===== DOCUMENT SEGMENT =====

". . .And, of course, what’s also routine is that somebody, somewhere will comment and say, Obama politicized this issue. Well, this is something we should politicize. It is relevant to our common life together, to the body politic.
. . .This is a political choice that we make to allow this to happen every few months in America. We collectively are answerable to those families who lose their loved ones because of our inaction. When Americans are killed in mine disasters, we work to make mines safer. When Americans are killed in floods and hurricanes, we make communities safer. When roads are unsafe, we fix them to reduce auto fatalities. We have seatbelt laws because we know it saves lives. So the notion that gun violence is somehow different, that our freedom and our Constitution prohibits any modest regulation of how we use a deadly weapon, when there are law-abiding gun owners all across the country who could hunt and protect their families and do everything they do under such regulations doesn’t make sense." - President Obama, October 1, 2015, yet another speech after a mass shooting His 11th.
We've had another mass murder, this time on a community college campus in Oregon, where nine students and the shooter are dead. We're outraged, we're grieving, we're looking for answers. We've been through this before, and the worst part is, we know for a fact we'll go through it again.
Those on the right, when they're not blaming mental health, are blaming liberals in general and Obama in particular. Those on the left are blaming the NRA and an out-of-control gun culture. There is enough goddamned blame to go around, but I blame Congress. They're in control. They can read the same impossible numbersthat I can. They can twist arms. They can make laws. They can declare the gun epidemic a moral crisis--a national disaster--and go at it full force. But they're cowards and they won't.
When it comes to gun murders we're so far ahead of any country on earth, there's no danger of any of them catching up with us. And still we do nothing but argue about it. We're so good at rehashing the same old stuff, we've become experts at it. Not at finding solutions, just at rehashing.

===== DATA FOR THIS TASK =====

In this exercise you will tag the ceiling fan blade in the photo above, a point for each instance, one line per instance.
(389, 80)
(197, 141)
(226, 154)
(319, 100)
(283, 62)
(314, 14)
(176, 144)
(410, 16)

=====

§ PROBLEMS:
a) In the text on the Oregon community college shooting, which body does the author say is to blame?
b) Reproduce the records with "ceiling fan blade" swapped for "window frame", keeping everything else the same.

§ EXERCISE RESULTS:
a) Congress.

b)
In this exercise you will tag the window frame in the photo above, a point for each instance, one line per instance.
(389, 80)
(197, 141)
(226, 154)
(319, 100)
(283, 62)
(314, 14)
(176, 144)
(410, 16)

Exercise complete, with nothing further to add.